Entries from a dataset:
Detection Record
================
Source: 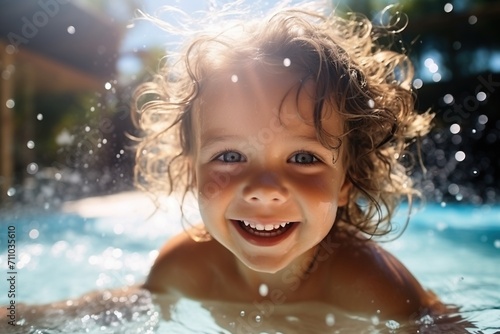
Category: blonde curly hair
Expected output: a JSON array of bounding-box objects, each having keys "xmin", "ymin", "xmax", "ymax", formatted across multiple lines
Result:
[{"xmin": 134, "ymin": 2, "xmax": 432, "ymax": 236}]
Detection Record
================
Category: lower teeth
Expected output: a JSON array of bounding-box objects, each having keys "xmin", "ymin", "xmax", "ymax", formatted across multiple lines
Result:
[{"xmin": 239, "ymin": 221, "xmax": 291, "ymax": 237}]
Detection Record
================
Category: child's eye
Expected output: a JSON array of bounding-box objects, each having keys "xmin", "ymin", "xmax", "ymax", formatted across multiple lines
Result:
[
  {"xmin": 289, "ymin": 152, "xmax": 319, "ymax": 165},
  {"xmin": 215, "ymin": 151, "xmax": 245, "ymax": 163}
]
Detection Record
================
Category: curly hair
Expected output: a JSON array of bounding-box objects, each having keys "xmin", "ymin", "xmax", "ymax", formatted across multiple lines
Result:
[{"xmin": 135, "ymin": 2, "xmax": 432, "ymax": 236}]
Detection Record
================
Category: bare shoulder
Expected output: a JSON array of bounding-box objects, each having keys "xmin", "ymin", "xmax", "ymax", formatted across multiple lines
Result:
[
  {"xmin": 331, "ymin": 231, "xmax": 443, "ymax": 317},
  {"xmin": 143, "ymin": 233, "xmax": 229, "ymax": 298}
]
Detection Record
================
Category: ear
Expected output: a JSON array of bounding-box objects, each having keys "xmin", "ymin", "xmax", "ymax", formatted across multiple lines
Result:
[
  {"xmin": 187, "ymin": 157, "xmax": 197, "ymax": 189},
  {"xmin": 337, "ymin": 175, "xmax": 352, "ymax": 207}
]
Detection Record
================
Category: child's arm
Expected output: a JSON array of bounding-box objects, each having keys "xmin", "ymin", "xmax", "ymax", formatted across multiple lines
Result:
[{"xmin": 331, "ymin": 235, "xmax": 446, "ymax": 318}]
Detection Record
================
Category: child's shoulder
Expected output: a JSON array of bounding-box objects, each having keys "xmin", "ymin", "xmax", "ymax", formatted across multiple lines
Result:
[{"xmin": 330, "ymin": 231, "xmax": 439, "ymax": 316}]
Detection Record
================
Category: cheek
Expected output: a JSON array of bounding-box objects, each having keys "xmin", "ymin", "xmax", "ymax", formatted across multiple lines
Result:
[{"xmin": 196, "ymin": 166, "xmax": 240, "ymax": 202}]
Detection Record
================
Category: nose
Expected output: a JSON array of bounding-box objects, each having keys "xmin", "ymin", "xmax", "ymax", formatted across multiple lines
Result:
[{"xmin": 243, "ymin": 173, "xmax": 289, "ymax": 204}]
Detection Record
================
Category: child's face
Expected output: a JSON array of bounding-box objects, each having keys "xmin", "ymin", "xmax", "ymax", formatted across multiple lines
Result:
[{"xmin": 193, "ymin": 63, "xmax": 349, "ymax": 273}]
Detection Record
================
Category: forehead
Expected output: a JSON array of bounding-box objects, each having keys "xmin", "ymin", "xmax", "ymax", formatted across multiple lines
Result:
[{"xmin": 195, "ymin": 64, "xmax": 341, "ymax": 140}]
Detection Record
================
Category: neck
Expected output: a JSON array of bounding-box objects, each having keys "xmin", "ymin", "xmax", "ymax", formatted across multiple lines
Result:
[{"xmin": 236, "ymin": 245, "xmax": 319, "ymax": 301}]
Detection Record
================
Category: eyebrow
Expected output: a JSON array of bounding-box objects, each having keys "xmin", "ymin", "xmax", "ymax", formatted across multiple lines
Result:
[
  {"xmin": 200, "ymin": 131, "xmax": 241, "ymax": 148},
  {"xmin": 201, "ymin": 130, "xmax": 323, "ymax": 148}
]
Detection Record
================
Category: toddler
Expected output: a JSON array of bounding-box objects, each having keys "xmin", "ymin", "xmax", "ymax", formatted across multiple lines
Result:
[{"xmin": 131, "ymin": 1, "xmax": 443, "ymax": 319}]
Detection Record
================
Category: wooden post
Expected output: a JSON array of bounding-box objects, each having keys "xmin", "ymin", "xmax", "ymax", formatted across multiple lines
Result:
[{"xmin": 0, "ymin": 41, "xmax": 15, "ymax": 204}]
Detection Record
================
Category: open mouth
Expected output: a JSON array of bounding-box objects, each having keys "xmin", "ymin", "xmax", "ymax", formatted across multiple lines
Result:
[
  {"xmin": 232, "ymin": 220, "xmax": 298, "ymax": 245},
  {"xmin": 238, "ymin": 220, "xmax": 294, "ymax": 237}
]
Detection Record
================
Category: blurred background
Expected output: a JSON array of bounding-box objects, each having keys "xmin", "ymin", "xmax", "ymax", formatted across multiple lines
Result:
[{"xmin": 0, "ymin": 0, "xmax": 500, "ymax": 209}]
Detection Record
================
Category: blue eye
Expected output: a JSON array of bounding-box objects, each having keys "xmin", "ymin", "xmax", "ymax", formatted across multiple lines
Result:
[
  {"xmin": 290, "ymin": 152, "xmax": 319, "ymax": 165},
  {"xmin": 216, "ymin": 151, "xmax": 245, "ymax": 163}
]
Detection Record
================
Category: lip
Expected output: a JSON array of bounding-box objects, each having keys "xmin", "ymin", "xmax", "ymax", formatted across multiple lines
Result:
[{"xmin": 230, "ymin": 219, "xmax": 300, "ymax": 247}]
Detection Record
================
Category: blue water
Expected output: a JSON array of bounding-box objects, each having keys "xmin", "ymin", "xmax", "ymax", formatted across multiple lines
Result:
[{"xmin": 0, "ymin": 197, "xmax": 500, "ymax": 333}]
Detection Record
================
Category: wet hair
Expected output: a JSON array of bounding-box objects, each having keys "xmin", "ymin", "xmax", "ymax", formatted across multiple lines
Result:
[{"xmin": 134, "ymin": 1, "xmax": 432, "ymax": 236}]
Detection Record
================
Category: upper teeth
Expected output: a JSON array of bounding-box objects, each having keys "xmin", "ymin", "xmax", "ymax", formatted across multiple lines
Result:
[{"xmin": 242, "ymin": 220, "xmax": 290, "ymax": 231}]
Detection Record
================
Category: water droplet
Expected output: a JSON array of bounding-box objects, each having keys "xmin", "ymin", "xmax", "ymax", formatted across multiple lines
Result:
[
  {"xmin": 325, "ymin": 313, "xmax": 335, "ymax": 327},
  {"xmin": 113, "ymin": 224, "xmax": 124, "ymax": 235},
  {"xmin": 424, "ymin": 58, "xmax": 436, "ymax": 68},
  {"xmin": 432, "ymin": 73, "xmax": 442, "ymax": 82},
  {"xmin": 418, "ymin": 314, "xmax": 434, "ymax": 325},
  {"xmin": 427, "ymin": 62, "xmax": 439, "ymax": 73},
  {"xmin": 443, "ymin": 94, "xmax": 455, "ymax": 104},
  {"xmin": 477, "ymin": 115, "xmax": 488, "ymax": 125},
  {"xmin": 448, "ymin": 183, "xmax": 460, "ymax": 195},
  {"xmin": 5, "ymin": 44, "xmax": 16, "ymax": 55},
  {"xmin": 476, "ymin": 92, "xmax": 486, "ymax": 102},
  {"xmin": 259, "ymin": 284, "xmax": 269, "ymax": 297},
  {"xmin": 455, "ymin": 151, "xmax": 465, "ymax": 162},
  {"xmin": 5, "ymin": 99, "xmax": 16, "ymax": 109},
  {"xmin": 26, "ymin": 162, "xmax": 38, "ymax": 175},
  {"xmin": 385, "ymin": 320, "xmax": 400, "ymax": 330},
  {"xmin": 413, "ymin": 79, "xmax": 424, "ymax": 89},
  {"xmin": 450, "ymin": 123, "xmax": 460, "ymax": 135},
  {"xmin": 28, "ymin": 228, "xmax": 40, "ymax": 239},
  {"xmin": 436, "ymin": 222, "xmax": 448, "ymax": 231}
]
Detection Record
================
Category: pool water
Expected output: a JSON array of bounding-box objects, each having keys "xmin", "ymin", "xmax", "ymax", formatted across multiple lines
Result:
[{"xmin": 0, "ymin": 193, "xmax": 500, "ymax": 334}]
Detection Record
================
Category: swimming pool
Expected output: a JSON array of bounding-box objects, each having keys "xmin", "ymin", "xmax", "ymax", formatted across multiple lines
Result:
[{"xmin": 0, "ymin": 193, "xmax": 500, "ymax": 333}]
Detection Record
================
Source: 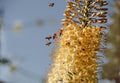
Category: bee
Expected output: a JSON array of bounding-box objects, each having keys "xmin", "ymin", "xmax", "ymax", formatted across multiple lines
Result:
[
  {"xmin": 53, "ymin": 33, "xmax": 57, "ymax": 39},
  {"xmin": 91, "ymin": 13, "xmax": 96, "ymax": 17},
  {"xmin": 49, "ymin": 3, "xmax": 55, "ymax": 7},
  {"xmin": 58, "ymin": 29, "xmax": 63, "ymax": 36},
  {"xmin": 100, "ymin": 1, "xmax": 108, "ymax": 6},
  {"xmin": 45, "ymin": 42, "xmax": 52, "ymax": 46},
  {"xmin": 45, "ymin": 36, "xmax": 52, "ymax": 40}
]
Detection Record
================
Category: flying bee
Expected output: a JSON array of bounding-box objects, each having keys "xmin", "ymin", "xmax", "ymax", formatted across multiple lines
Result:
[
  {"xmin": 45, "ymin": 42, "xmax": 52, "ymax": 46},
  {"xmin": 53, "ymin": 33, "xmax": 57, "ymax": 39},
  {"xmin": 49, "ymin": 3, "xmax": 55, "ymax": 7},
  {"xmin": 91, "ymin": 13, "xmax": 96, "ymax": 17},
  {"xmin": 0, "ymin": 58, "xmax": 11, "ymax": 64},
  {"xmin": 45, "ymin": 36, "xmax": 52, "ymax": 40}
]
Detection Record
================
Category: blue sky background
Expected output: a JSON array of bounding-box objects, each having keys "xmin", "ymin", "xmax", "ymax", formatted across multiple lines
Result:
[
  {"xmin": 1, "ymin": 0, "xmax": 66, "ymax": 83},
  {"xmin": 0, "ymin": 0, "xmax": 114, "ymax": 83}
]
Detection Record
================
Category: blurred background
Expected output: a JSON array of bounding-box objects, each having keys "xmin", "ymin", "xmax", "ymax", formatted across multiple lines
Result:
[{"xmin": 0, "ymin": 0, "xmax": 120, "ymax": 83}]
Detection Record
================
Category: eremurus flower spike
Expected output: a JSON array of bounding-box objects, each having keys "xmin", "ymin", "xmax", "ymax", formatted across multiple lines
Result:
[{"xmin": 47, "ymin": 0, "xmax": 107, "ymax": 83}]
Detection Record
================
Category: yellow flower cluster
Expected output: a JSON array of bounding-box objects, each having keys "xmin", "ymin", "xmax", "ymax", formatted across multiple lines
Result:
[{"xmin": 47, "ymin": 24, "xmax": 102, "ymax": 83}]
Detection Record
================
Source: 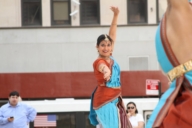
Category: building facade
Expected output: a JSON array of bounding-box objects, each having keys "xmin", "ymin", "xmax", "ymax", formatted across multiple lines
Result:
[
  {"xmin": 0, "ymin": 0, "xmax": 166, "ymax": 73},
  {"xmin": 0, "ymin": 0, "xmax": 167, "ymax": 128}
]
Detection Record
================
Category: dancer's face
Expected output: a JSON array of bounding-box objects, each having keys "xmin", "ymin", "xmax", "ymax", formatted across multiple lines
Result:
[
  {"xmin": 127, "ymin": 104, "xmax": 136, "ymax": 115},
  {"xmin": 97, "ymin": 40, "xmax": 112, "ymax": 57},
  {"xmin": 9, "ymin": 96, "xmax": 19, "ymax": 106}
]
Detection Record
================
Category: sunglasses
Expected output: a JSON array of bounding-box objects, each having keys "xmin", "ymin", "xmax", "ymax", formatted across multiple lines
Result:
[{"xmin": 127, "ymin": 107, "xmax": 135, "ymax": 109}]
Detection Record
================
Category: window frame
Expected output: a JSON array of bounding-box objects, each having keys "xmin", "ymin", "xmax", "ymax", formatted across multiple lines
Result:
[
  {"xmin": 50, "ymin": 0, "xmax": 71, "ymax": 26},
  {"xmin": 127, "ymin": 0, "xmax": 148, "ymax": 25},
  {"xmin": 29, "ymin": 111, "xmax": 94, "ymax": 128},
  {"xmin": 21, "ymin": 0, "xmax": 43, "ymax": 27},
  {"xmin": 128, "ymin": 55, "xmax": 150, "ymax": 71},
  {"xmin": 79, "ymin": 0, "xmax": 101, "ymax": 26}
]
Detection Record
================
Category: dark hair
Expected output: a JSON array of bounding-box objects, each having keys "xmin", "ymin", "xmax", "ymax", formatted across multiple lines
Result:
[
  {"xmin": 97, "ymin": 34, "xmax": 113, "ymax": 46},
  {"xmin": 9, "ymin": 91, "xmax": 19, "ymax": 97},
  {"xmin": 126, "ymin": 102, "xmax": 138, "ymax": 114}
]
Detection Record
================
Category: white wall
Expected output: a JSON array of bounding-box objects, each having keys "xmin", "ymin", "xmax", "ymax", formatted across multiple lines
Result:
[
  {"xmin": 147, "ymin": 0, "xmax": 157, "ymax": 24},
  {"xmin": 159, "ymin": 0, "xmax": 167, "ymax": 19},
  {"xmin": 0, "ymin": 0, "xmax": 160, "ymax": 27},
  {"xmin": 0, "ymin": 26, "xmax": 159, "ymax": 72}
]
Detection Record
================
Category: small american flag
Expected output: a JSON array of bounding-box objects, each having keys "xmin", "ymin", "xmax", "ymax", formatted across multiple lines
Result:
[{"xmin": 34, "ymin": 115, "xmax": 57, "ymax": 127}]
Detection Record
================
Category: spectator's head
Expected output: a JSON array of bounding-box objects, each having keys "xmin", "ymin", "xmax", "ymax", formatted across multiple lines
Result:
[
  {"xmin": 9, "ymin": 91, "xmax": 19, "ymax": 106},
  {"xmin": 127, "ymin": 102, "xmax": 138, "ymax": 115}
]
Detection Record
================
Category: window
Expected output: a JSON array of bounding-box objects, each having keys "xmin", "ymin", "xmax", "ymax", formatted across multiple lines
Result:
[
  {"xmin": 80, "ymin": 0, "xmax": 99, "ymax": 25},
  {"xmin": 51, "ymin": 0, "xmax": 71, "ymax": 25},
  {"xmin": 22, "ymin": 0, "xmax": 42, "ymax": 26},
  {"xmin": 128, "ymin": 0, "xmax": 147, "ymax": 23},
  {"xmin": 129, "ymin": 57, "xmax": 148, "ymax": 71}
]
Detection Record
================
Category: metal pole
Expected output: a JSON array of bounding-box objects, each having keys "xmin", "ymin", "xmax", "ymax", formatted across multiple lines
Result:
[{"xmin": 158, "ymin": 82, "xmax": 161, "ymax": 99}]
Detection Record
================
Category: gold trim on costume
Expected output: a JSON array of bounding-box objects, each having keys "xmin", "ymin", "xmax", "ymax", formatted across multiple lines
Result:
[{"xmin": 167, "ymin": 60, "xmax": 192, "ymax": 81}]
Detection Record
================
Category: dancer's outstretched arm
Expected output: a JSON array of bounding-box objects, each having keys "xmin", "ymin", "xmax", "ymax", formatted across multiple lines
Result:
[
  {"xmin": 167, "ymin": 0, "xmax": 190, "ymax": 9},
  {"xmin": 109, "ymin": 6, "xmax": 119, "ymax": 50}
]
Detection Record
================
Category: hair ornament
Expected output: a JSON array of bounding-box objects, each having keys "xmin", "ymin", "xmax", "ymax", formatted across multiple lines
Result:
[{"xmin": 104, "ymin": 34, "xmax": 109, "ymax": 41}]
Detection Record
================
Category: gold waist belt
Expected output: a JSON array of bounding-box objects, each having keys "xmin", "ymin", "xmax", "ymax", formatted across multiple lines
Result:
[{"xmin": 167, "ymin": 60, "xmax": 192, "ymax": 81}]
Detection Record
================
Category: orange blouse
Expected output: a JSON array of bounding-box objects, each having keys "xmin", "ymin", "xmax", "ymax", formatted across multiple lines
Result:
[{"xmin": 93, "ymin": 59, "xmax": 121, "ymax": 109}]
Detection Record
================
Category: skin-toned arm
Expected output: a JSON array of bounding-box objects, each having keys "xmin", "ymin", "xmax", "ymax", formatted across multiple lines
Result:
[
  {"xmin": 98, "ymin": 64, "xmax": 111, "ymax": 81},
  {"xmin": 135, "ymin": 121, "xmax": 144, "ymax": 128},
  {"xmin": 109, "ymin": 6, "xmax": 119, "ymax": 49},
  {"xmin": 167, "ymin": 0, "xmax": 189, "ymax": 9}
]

— GOAL OF THE EXERCISE —
Please state only how many lines in the records above contain the string "teeth".

— THE COMPLETED TASK —
2